- _Task instructions_: For each statement below, say yes or no to whether it agrees with the passage on B-spline activation functions, and quote the exact words of the passage that decide it. 1. Feedforward neural networks can be built with other kinds of sigmoidal functions as the activation function. 2. The sigmoidal functions σ_{M_s} were first introduced in reference [22]. 3. The activation function φ_s is an odd function.

- _Text to read_:
****************

Actually, in [22], such similar neural network, are called “interpolation neural network operators” and have been introduced and studied in case of $\varphi _1(x)$ only with parameter $c=1$, i.e., when $\sigma $ is a sigmoidal function, and with the parameter $\mu _0=1/2$, the step $h=\frac{b-a}{n}$.

Certainly, the FNNs can be established by using other types of sigmoidal functions as activation function. Denoted by

$$\begin{aligned} M_s(x):=\frac{1}{(s-1)!}\sum _{i=0}^s(-\,1)^i{s\atopwithdelims ()i}(\mu _0s+x-i)^{s-1}_{+},\quad x\in R, \end{aligned}$$

the well-known B-splines of order $s\in N^+$ [54]. Here and hereafter, the function $(x)_+:=\max \{x, 0\}$ represents the positive past of x. The functions $M_s$ have compact support with ${\mathrm{supp}}(M_s)\subseteq [-\,s/2, s/2]$ for arbitrary $s\in N^+$. Only if $\mu _0=1/2$, the $M_s(x)$ are the well-known central B-splines. We recall the definition of other kinds of sigmoidal functions $\sigma _{M_s}(x)$, firstly introduced in [34].

$$\begin{aligned} \sigma _{M_s}(x):=\int _{-\infty }^{x}M_s(t){\mathrm{d}}t,\quad x\in R. \end{aligned}$$

We can easily find that $\sigma _{M_1}(x)$ accords exactly with the piecewise linear function $\sigma (x)$. Now, we can define the following nonnegative activation functions:

$$\begin{aligned} \varphi _s(x):= \sigma _{M_s}(x+\mu _0)-\sigma _{M_s}(x-\mu _0),\quad x\in R, \end{aligned}$$

(3.5)

for any $s\in N^+$. Similarly to the case of the piecewise linear functions $\varphi _1$ and $\varphi _2$, the function $\varphi _s(x)$ possesses the following properties:

$\hbox {P}_4$::: $\varphi _s(x)$ is an even function;
$\hbox {P}_5$::: $\varphi _s(x)$ is non-decreasing for $x<0$ and non-increasing for $x\ge 0$;
$\hbox {P}_6$::: ${\mathrm{supp}}(\varphi _s)\subseteq [-\,K_s,K_s]:=[-\,\mu _0(s+1),\mu _0(s+1)]$, and $\varphi _s\left( \frac{K_s}{2}\right) =\varphi _s\left( \frac{\mu _0(s+1)}{2}\right) >0$.

****************

- _Raw data_:
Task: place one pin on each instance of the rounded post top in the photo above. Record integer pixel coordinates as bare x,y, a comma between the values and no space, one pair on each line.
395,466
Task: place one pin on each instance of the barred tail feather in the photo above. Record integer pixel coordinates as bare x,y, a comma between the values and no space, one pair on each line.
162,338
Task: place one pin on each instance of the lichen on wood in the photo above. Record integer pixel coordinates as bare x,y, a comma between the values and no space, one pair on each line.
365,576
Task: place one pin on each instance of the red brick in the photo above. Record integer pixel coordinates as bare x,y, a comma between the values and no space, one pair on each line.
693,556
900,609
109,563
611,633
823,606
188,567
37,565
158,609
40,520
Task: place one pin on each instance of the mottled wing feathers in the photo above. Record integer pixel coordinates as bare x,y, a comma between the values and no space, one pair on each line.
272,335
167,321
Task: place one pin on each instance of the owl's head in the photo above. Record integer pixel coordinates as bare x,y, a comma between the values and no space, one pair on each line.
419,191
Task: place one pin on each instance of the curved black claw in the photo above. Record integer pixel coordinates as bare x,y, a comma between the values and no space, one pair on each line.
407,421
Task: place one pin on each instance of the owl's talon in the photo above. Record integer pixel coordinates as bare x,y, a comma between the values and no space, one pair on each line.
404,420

****************

- _Task answer_:
1. Yes: "Certainly, the FNNs can be established by using other types of sigmoidal functions as activation function."
2. No: "firstly introduced in [34]."
3. No: "is an even function"